Transcreva, sem alterações, o trecho do texto sobre o congresso do CDS que começa em "CDS joga a sobrevivência" e segue até "decorrer do conclave.", inclusive.

##### Texto apresentado #####

CDS joga a sobrevivência num congresso "decisivo" e imprevisível
A lutar pela sobrevivência, depois de ter perdido a representação parlamentar pela primeira vez na sua história, o CDS reúne-se este fim de semana no 29º congresso para eleger novo líder, mas sem a certeza de que as sombras da luta interna que marcaram o partido nos últimos dois anos se dissiparão. Até agora, há quatro anunciados candidatos à liderança do partido, com destaque para o eurodeputado e antigo vice-presidente Nuno Melo. Mas mantém-se em aberto a hipótese de surgirem novas candidaturas já no decorrer do conclave.

##### Dados fornecidos #####

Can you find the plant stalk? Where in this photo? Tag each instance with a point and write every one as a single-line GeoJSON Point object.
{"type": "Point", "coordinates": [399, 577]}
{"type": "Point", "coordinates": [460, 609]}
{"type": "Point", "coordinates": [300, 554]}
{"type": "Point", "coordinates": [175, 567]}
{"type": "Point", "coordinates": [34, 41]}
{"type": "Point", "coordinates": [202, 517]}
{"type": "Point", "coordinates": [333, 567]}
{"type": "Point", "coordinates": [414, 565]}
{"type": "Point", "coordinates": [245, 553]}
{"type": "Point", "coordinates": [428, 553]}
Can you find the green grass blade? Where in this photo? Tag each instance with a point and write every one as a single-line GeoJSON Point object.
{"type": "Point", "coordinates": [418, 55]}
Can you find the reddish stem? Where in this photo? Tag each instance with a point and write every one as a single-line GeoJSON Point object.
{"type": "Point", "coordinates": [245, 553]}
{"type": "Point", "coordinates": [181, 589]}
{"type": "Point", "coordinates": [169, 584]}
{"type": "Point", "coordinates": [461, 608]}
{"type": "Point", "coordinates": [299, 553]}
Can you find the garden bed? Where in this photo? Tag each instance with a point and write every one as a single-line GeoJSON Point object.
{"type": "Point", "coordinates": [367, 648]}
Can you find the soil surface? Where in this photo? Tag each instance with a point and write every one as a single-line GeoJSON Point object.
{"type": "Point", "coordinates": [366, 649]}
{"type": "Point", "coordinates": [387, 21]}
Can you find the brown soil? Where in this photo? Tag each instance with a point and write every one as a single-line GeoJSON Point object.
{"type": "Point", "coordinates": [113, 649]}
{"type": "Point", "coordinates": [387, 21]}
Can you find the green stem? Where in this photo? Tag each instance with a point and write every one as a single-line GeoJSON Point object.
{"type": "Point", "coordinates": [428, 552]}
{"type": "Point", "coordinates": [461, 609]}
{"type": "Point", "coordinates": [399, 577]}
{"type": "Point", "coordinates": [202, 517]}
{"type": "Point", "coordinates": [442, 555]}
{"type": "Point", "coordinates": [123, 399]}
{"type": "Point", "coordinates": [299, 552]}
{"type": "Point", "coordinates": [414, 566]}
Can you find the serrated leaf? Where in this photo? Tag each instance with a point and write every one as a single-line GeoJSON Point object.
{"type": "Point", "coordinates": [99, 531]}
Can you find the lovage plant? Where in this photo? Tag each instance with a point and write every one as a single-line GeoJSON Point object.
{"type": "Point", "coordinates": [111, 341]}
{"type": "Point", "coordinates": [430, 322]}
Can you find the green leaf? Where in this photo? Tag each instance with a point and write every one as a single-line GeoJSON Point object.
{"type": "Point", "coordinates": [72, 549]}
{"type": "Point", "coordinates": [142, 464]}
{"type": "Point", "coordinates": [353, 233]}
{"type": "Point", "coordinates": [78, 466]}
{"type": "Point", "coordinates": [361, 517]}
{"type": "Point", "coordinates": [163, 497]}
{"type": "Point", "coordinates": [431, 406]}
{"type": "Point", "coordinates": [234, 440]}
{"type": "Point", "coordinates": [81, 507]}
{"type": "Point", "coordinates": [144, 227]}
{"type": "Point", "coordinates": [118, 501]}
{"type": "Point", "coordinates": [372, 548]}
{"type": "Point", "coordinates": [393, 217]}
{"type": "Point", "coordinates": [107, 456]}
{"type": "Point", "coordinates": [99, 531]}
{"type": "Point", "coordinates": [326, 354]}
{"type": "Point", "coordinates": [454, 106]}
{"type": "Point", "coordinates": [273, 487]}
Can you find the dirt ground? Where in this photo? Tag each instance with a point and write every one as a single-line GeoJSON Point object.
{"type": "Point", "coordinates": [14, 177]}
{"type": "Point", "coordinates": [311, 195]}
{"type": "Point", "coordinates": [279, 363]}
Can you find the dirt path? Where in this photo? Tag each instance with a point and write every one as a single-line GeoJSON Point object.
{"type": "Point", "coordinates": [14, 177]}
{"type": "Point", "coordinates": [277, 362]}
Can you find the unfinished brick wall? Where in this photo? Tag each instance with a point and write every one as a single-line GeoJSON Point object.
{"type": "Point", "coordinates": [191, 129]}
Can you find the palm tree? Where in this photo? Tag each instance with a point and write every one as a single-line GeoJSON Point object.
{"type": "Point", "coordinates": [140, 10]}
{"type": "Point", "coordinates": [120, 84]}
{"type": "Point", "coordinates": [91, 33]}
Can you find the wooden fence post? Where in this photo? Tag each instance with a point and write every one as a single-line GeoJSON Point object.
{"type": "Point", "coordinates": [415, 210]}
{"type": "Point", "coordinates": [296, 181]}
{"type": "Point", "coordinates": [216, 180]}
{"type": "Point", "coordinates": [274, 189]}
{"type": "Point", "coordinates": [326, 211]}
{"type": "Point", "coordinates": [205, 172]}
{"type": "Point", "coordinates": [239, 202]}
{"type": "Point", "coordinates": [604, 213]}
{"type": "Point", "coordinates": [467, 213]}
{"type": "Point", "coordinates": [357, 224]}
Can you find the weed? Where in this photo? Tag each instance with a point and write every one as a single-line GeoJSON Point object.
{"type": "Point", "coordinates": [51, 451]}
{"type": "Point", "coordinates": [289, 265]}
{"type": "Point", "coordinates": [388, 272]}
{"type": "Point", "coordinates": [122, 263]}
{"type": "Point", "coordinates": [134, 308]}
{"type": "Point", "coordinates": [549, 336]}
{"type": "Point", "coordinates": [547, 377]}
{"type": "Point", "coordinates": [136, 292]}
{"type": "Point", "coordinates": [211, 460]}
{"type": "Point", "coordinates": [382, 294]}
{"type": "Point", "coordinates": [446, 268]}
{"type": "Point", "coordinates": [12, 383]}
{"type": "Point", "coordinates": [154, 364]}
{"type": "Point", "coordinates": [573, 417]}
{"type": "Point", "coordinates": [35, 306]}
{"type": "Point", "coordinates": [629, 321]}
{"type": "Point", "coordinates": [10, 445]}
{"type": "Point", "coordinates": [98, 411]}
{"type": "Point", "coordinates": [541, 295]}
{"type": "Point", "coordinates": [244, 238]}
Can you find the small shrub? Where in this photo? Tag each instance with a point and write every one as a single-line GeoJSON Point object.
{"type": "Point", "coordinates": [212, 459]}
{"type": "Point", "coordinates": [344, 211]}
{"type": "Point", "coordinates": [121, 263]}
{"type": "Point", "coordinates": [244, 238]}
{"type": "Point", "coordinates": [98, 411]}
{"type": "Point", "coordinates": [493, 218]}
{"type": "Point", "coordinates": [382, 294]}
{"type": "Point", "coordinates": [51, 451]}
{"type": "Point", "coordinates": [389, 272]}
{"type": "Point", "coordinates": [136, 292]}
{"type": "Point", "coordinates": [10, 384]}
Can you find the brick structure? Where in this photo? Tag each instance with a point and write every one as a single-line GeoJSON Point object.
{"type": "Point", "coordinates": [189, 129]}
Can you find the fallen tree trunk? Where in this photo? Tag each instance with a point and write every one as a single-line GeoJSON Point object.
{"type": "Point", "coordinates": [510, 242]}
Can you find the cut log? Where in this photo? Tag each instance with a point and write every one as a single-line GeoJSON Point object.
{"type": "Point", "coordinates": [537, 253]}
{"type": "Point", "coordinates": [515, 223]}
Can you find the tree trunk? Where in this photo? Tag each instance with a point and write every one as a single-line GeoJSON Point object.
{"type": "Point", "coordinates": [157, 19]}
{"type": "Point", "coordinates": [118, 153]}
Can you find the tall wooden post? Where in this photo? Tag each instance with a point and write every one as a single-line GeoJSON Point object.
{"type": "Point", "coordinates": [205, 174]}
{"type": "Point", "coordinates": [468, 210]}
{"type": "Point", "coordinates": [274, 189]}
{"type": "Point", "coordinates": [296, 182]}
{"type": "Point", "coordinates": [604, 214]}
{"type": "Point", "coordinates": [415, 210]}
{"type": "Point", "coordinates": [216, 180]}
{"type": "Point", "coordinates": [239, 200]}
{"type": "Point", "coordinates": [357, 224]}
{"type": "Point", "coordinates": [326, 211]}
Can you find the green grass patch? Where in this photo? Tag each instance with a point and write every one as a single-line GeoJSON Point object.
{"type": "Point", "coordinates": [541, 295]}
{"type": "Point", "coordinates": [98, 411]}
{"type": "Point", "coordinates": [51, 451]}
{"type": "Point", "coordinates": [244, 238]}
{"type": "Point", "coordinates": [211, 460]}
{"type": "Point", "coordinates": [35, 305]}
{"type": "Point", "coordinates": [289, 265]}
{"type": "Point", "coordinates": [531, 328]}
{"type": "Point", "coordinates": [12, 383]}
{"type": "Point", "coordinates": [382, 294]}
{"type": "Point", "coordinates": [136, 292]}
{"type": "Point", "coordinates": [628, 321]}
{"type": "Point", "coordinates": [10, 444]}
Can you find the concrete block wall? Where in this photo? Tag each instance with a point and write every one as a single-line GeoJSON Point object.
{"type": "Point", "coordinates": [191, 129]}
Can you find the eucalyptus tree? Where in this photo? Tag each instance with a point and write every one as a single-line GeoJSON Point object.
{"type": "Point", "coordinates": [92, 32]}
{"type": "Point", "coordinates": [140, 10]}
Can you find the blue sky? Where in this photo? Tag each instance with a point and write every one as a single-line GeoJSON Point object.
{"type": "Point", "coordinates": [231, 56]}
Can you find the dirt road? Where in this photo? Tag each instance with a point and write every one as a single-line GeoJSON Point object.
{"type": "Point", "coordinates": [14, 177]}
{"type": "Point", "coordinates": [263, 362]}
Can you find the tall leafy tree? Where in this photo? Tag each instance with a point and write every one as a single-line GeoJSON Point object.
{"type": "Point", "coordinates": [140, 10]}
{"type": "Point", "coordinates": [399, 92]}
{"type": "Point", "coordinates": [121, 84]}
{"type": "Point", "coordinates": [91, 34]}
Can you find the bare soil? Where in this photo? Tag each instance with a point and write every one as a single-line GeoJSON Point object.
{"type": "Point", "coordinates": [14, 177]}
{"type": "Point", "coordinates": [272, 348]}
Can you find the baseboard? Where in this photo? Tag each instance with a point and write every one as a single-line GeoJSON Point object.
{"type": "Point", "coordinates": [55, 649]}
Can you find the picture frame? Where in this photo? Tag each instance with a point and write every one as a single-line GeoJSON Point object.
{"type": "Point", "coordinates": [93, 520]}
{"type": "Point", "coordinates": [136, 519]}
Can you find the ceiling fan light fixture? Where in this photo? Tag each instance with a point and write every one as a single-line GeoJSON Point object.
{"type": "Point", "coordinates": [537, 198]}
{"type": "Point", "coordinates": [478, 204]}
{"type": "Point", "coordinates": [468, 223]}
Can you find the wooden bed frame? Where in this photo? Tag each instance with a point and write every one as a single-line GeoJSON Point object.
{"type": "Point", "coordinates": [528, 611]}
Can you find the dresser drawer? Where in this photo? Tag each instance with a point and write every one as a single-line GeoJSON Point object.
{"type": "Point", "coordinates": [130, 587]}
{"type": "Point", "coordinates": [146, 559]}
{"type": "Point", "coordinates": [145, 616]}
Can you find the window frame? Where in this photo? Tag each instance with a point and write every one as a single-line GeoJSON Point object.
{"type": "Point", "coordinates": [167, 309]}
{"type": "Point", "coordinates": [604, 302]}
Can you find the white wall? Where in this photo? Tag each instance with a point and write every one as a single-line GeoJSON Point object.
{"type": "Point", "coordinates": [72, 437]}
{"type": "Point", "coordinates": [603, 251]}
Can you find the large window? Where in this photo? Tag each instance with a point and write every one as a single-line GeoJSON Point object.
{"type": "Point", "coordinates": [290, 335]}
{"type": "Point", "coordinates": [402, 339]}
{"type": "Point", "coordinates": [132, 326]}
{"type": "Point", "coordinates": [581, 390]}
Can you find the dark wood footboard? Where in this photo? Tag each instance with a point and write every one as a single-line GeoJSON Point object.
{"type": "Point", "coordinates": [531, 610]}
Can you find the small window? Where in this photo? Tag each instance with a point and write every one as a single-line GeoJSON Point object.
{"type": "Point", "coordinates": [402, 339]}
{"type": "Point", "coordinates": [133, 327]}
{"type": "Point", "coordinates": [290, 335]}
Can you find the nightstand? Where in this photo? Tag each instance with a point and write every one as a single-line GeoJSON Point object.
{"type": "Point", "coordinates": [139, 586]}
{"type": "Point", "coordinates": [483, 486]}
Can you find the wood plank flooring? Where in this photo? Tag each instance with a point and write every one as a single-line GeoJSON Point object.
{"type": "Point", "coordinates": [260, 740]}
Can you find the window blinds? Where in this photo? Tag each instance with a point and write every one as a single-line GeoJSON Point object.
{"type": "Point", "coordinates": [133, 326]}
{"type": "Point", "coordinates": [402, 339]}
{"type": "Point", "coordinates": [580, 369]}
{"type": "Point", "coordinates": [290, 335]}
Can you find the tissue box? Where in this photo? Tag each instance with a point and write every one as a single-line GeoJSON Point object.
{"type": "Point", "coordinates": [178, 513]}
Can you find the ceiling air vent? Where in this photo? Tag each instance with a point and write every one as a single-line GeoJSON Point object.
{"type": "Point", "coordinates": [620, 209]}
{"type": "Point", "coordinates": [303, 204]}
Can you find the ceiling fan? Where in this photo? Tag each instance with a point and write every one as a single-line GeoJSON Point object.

#####

**Resposta do exercício**
CDS joga a sobrevivência num congresso "decisivo" e imprevisível
A lutar pela sobrevivência, depois de ter perdido a representação parlamentar pela primeira vez na sua história, o CDS reúne-se este fim de semana no 29º congresso para eleger novo líder, mas sem a certeza de que as sombras da luta interna que marcaram o partido nos últimos dois anos se dissiparão. Até agora, há quatro anunciados candidatos à liderança do partido, com destaque para o eurodeputado e antigo vice-presidente Nuno Melo. Mas mantém-se em aberto a hipótese de surgirem novas candidaturas já no decorrer do conclave.